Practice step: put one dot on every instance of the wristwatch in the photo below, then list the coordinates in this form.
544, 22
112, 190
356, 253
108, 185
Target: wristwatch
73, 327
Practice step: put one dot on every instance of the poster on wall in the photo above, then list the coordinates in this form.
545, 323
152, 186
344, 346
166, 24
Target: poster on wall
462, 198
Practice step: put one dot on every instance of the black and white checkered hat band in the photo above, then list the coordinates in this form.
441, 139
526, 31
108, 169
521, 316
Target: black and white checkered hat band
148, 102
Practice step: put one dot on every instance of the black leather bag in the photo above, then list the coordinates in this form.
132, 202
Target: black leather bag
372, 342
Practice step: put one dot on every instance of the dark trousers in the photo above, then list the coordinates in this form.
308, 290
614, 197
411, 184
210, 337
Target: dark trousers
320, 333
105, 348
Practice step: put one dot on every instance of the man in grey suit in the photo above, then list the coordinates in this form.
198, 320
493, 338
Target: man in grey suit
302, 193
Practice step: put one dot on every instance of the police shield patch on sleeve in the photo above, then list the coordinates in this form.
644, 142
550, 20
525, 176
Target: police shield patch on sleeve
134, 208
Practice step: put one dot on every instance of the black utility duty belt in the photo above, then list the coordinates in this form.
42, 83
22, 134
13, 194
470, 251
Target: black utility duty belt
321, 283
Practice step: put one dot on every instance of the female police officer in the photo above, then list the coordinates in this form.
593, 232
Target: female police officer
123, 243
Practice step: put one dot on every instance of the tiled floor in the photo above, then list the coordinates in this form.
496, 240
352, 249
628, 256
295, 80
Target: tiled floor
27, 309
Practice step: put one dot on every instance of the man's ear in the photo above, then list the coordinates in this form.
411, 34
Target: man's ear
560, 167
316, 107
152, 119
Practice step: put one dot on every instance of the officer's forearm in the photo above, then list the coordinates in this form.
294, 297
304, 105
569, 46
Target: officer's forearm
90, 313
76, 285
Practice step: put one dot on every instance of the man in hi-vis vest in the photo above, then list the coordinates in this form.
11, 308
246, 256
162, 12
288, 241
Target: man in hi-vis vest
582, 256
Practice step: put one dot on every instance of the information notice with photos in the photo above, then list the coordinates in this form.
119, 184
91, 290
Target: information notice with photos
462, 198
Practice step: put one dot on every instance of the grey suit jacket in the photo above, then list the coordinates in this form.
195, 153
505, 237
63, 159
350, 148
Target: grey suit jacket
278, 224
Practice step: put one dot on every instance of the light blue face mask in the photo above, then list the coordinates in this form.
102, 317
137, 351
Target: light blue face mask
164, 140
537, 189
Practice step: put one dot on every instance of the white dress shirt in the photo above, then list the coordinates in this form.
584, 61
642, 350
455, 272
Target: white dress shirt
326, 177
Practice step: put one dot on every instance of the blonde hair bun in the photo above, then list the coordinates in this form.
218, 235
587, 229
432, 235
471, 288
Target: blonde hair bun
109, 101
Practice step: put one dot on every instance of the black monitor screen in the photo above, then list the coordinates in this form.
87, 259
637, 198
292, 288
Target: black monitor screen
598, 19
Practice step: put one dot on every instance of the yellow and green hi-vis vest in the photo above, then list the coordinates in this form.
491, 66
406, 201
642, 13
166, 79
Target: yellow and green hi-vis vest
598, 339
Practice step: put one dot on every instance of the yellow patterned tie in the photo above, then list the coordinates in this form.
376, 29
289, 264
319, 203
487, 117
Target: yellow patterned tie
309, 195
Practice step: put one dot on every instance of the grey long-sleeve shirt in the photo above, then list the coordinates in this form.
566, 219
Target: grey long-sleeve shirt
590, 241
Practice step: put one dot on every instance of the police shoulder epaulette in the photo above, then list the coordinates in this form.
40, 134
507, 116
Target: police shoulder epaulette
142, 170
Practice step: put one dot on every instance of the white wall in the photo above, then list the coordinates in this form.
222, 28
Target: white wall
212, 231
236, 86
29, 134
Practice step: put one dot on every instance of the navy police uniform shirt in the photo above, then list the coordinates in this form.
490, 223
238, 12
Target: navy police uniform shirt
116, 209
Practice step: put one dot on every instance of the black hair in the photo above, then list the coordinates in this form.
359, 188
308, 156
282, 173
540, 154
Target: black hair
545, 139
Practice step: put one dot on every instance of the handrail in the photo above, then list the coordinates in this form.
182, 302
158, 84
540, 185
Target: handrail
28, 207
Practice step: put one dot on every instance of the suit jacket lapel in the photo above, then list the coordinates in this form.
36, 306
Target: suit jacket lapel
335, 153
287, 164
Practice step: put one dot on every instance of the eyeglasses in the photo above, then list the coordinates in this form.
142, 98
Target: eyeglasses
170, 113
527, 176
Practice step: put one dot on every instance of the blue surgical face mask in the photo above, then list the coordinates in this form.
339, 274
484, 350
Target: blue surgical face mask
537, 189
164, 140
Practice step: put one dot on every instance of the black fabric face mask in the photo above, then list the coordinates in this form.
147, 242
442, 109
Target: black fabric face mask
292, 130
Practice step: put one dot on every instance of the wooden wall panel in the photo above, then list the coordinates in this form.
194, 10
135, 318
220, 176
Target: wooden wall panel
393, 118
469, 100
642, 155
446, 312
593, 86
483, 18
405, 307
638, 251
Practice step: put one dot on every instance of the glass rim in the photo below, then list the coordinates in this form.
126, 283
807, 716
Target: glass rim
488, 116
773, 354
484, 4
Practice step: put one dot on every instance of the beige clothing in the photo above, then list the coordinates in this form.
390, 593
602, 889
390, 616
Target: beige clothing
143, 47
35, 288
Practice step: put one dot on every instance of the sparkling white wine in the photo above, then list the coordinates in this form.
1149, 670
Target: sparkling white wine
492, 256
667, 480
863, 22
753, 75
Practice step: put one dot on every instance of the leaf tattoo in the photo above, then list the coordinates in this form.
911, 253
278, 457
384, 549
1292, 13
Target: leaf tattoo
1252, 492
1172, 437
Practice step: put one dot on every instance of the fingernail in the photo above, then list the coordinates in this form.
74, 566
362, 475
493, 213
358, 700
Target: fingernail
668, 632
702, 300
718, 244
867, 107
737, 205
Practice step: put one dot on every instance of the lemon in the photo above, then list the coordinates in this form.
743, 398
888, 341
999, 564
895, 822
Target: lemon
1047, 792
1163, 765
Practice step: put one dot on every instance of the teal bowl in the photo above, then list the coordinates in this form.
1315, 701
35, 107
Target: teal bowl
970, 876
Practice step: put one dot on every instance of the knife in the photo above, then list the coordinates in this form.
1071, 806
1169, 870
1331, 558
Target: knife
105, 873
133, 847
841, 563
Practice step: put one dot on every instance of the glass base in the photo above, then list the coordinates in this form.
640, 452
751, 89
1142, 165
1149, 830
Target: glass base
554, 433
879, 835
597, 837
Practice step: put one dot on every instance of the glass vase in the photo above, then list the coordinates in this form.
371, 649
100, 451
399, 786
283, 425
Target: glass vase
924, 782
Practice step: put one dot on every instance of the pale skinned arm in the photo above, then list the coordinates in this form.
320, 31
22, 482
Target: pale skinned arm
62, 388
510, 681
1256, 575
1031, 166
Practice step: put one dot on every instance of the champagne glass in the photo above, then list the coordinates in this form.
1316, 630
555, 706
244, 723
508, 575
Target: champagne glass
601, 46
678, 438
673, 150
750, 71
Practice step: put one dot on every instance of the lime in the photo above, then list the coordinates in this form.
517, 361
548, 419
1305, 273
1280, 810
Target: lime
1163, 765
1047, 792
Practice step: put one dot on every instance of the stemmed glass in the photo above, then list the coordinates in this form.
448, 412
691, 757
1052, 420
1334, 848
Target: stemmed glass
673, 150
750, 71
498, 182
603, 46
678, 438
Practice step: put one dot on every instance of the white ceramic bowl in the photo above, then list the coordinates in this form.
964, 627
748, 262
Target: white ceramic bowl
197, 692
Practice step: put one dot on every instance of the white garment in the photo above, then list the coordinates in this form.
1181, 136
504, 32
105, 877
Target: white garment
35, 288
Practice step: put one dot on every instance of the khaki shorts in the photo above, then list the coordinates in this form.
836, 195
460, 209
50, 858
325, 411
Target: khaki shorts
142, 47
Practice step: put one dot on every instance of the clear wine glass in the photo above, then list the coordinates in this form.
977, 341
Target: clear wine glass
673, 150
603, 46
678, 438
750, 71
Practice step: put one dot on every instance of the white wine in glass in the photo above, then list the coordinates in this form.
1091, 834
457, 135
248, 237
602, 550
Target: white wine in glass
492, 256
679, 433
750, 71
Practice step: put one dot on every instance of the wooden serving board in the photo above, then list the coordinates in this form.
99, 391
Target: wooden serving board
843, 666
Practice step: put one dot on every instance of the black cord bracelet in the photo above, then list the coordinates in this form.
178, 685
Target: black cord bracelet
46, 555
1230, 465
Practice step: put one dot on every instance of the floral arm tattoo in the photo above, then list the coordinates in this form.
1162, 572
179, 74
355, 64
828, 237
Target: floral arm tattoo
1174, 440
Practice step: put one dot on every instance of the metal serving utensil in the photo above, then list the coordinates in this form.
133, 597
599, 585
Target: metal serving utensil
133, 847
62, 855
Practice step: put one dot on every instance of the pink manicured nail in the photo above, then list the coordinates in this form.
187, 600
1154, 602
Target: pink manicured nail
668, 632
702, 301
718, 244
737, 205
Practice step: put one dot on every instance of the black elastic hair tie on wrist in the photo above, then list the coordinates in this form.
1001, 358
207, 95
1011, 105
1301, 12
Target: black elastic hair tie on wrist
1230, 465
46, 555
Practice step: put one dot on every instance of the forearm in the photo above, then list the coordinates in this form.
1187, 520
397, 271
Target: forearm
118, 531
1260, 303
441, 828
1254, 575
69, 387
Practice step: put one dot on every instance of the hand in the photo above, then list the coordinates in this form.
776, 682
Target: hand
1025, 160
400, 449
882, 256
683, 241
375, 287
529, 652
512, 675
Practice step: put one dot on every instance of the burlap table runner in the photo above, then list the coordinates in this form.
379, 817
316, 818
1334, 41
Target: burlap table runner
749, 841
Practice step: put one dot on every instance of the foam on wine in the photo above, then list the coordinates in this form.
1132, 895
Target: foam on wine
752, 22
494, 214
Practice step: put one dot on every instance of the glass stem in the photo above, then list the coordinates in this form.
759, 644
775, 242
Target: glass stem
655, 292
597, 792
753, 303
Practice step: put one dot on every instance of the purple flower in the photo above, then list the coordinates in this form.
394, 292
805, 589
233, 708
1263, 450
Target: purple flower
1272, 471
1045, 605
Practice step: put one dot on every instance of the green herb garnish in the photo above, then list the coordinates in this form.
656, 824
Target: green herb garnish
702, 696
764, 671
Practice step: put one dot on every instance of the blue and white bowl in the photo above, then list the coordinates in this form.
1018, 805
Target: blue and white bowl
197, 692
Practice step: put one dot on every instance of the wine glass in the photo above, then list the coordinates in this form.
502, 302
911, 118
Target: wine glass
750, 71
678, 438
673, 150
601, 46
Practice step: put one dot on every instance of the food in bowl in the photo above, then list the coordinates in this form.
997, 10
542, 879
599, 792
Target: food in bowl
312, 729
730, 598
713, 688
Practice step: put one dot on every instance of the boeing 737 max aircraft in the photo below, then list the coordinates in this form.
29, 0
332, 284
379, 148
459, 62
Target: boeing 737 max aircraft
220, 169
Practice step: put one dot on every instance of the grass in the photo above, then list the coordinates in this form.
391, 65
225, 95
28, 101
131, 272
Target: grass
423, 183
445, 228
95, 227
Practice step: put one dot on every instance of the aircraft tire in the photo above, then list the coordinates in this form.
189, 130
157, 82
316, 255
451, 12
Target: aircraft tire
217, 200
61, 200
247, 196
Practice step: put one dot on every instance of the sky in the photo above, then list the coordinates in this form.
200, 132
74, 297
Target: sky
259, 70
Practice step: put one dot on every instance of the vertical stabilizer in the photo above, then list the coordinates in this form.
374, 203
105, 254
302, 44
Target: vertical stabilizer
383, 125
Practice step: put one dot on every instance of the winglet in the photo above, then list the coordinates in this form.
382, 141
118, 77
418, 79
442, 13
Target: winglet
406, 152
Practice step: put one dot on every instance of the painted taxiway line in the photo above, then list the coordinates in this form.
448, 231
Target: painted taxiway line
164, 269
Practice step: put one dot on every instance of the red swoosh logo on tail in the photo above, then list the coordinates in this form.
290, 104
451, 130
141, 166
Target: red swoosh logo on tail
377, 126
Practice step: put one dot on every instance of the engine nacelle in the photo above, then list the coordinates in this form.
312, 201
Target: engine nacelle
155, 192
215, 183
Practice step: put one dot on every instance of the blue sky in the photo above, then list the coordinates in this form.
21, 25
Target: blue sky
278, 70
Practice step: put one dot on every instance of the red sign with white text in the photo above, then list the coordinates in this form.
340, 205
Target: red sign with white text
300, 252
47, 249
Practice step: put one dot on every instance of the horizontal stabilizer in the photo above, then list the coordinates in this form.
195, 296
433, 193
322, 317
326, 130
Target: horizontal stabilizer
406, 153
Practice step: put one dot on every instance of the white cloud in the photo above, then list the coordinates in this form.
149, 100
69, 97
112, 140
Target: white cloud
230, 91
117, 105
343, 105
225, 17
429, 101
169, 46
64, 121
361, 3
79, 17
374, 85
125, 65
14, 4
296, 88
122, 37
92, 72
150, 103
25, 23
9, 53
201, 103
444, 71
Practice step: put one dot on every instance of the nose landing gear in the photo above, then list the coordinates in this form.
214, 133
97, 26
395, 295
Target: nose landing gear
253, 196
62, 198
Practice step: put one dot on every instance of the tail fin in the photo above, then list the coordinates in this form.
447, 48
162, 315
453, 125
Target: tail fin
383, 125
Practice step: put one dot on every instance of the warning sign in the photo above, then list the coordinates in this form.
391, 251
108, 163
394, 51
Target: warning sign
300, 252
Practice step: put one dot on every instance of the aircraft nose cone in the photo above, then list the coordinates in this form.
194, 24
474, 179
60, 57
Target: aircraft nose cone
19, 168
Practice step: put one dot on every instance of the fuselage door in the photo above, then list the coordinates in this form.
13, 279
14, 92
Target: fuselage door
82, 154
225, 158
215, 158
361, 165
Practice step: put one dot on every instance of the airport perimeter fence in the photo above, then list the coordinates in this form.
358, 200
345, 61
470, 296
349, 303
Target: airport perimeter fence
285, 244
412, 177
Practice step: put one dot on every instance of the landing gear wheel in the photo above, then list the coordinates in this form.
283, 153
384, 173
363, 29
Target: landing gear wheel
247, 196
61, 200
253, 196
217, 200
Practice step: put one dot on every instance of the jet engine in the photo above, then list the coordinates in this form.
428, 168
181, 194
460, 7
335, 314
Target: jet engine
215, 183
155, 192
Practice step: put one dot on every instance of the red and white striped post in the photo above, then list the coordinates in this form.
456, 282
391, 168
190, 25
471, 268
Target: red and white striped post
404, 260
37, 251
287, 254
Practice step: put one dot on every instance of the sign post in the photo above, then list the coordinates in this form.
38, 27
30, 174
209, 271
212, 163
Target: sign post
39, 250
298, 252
┄┄┄┄┄┄┄┄┄┄
__Arbeitsanweisung__: Zitiere unverändert alle Zeilen von der Zeile mit "Practice step: put one dot on every instance of the sign" bis zum Ende der Datensätze, einschließlich beider Grenzen.

__Lösung der Übung__:
Practice step: put one dot on every instance of the sign post in the photo above, then list the coordinates in this form.
38, 27
30, 174
209, 271
212, 163
Target: sign post
39, 250
298, 252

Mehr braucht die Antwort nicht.